:: Problem requirements ::
Examine the entries and show every line in which the word "road" is found.

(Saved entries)
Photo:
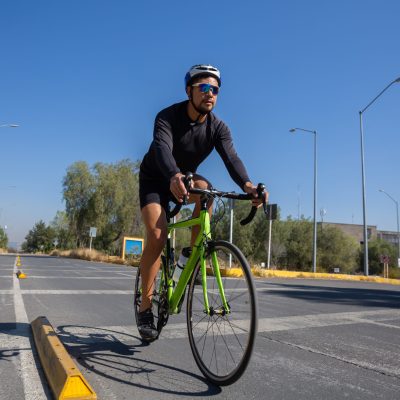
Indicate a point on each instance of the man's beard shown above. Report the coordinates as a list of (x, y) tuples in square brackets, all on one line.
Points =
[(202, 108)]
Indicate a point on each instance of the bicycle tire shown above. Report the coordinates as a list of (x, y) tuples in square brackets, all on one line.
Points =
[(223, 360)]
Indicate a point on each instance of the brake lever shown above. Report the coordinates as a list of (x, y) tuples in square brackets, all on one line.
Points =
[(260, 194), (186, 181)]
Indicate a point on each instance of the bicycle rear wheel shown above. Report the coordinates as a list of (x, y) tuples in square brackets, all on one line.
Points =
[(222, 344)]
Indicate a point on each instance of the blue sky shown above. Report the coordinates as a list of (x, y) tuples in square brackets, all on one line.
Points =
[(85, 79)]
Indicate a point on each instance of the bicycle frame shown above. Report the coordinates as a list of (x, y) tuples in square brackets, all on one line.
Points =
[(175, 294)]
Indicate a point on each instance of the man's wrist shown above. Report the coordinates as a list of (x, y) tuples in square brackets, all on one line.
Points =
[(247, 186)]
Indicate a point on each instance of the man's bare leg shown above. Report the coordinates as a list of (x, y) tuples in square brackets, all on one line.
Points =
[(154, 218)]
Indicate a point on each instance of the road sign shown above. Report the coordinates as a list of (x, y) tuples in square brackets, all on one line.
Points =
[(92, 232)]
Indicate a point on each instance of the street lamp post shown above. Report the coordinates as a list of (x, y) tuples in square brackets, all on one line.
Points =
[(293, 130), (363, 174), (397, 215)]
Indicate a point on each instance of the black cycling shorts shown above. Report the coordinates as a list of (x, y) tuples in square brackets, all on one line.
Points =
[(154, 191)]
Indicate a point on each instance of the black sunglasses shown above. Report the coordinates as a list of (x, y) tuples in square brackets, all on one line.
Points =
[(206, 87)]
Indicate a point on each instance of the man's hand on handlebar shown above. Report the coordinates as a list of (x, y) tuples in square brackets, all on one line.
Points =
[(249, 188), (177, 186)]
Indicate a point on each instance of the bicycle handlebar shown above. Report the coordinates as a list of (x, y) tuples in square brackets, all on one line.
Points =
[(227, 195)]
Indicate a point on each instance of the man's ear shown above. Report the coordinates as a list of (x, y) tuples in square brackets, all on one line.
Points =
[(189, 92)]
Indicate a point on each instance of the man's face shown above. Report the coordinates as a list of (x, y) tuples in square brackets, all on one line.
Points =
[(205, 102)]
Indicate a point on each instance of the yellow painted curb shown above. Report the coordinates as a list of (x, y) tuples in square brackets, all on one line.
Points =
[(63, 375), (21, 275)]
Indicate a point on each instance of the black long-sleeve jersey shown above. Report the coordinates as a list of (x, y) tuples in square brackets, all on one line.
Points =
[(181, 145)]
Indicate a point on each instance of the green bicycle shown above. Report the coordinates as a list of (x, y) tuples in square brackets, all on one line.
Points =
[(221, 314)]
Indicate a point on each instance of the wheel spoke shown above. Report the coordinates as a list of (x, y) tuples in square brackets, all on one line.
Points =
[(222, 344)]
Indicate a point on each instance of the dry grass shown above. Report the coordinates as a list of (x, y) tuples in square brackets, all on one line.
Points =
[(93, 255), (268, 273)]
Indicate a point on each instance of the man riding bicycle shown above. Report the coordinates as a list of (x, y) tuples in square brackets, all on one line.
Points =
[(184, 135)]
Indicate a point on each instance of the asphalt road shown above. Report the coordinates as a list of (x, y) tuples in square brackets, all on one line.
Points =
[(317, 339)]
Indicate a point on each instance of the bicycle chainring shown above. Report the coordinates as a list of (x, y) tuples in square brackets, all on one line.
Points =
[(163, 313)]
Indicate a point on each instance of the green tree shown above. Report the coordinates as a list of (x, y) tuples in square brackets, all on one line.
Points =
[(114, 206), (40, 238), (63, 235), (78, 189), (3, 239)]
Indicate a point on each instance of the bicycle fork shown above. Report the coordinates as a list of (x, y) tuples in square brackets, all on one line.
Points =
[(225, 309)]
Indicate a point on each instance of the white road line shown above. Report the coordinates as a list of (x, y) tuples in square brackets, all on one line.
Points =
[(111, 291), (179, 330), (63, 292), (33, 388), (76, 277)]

:: Task solution ::
Indicate a point on each instance of the road sign shown above. Report the coordinates as a list of (x, y) tuples in square brackets, all on one line.
Indicate a point on each instance of the asphalt road shown above. Report the coordinates as a list of (x, y) tuples in square brackets, all on one line.
Indicate a point on each instance of the white road line shown above. Report the coordinates as a list of (x, y) tuples in square brackets, all on one line.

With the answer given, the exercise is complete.